(Assignment) Reproduce verbatim the part of the wildfire AI text that opens with the words containing "As we think" and closes with "AI can help.".

Artificial Intelligence

Fighting wildfire with AI

As we think about the growing wildfire season around the world and its impact on people and the planet, it’s easy to feel powerless. But AI can help.  


Wildfires are already breaking records in North America. So far this year, we’ve seen more than 28 million acres burned in Canada, blanketing smoke across the east coast and creating unsafe air for millions. Recent fires surrounding the Mediterranean resulted in the evacuation of thousands and in the death of two helicopter pilots in Greece. In July, we saw the hottest day on Earth ever recorded, four days in a row, creating dangerous heat conditions and perpetuating drought-like conditions. And according to a recent Challenge Seattle report, in Microsoft’s home state of Washington, we should expect to spend several days indoors again this year. Memories are still fresh from 2022 when multiple parts of the state had the worst air quality in the world for several days. 


How can we mitigate this crisis?  


One of the biggest challenges is that forest fires are the result of random variables – a stochastic process – so it’s impossible to predict exactly when and where they will occur. In addition, forests are vast and managing resources to know how and when to deploy firefighting tools is difficult. In Washington state alone, there are over 22.5 million forested acres, covering about half of the state’s land area. At the Microsoft AI for Good Lab, we knew AI could potentially be a powerful tool. With AI, we can build probability models that can help us to better prepare and have help ready where it will be needed most. Accurate and reliable prediction of wildfires can help the stakeholders and decision-makers take timely, strategic, and effective actions to prevent, detect and, suppress the wildfires before they become out of control. 


To see if we can accurately and reliably predict wildfires based on prediction modeling, we developed a framework based on historical burned area maps, climate, and geospatial data to see how AI could be used to model and predict risk for wildfires with the goal of better resource management and deployment to help fight wildfires. 


In collaboration with Dr. Narendran Kodandapani from the Center for Advanced Spatial and Environmental Research in Bengaluru and the Indian Space Research Organization, we focused on the Western Ghats Mountain range in India. This UNESCO World Heritage site includes one of the “world’s eight ‘hottest hotspots’ of biological diversity” and is home to one of the best representatives of non-equatorial tropical evergreen forests anywhere, along with at least 325 globally threatened flora, fauna, bird, amphibian, reptile, and fish species. It is also home to devastating annual forest fires during the dry summer season.  


While predicting wildfires is extremely challenging, we demonstrated that the historical data and machine learning models provide important insights to decision-makers on how to direct their resources more efficiently. Reasoning over this data, and making sense of it, would be impossible without AI. This modeling framework and evaluation scheme can be used for any landscapes where historically burned areas or wildfire incidents are available. Such proactive actions can help minimize potential damage caused by the ignition and the spread of future fires.  


Researchers and Microsoft are also working to improve seasonal forecasting to help with water allocation and wildfire management. Improvements in adaptive bias correction – a method that combines these forecasts with models that use machine learning and AI – are markedly improving the ability to predict both temperature and precipitation two to six weeks in advance. This information will be used by local and federal agencies in the US and beyond.

(Data excerpts)

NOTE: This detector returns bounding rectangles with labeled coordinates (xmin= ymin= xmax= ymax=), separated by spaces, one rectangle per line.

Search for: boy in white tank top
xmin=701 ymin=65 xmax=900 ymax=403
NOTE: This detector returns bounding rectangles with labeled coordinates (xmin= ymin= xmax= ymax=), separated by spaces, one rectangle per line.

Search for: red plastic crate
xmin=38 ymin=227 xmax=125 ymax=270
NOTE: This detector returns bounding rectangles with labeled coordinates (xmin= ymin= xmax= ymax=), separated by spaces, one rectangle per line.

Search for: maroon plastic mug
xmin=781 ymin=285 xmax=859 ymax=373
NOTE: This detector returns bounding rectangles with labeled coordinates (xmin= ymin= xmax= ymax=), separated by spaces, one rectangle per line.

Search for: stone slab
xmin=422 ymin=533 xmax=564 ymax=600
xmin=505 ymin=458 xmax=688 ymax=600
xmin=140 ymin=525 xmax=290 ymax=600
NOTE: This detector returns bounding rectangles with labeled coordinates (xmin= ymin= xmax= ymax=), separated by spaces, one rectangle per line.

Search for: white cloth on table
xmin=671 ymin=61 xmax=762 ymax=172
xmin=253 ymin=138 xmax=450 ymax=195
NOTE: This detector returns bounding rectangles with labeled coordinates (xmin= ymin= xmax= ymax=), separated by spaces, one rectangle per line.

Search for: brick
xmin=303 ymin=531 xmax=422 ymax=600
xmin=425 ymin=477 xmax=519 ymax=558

(Answer to this problem)
As we think about the growing wildfire season around the world and its impact on people and the planet, it’s easy to feel powerless. But AI can help.